_Exercise goal_
Beneath this sentence is a set of records; write each of them out exactly.

_Task material_
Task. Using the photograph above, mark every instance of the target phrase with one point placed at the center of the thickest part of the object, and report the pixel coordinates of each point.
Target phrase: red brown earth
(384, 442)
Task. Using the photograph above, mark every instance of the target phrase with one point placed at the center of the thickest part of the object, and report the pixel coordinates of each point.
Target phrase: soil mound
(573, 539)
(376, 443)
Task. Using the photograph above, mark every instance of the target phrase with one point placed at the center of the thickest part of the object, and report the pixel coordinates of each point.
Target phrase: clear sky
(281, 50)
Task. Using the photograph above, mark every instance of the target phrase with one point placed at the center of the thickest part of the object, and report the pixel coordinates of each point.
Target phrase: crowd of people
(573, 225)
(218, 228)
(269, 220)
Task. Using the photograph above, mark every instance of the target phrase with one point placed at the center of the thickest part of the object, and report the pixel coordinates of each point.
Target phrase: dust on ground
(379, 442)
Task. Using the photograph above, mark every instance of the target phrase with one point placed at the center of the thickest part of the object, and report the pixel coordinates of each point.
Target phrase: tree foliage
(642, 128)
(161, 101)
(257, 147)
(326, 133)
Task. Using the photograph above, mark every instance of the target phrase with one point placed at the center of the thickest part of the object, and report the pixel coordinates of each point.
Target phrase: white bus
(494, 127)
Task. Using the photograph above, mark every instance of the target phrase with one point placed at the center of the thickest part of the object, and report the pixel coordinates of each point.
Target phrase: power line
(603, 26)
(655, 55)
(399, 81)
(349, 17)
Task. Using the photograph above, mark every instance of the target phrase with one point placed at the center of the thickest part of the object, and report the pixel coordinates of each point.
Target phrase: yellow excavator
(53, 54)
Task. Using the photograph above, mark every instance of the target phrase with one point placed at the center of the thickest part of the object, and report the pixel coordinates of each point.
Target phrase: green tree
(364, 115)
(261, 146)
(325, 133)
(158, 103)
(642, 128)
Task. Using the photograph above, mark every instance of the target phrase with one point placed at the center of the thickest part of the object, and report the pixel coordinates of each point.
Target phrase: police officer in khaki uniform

_Response_
Task. Using the photograph above, mark every instance of the target phrase with one point placed at the center of the thickest part of the object, and report the pixel coordinates of each point.
Target phrase: red brown earth
(384, 442)
Task. Using the photograph above, mark every instance of the target phrase with one point placed at the center of the thickest part of the object, and report the pixel coordinates of each point.
Target phrase: soil mound
(573, 539)
(376, 443)
Task. Using the photograph above, mark every instance of the target phrase with one point placed at the center of the thickest part of the object, and report the pixel coordinates of each point.
Target phrase: clear sky
(281, 50)
Task. Using the photograph above, mark every instance of the target phrase with one point placed at the center of the thickest part of the object, and report the pixel coordinates of each point.
Target phrase: crowd of people
(573, 225)
(218, 228)
(269, 220)
Task. Using the photograph above, mark every instance of the target phrase with one point placed at the center of the thickest part of the object, and report the pixel coordinates of each point.
Target phrase: dust on ground
(379, 442)
Task. Using the photograph above, mark every instance of the target phrase with one point placed at the center of the thickest part of the object, and report the pixel coordinates of each point.
Target phrase: tree foliage
(642, 128)
(161, 101)
(257, 147)
(326, 133)
Task. Using the photograph above, mark every instance of the target phrase with one point placed at the center of the thickest part of the object, and report the pixel coordinates of each point.
Target phrase: white bus
(494, 127)
Task. Using the photograph above, mark every instance of the target phrase with one point placed at the center of the thickest part of the object, and report the pixel coordinates of each point.
Target phrase: power line
(603, 26)
(655, 55)
(399, 81)
(349, 17)
Task. Using the photograph above, mark every instance of the target phrase with one point placed at the center of the thickest part of the object, and report the pixel coordinates of each point.
Target phrase: yellow excavator
(53, 54)
Task. Using the photograph above, mark every instance of the target phrase with one point placed at the center of the thickest part of the object, and report the pixel coordinates of each point.
Target phrase: green tree
(364, 115)
(261, 146)
(325, 133)
(158, 103)
(642, 128)
Task. Using the photograph above, mark every instance of the target phrase with one point placed at the center of the thickest part of the object, and report the pixel coordinates of each point.
Target phrase: police officer in khaki uniform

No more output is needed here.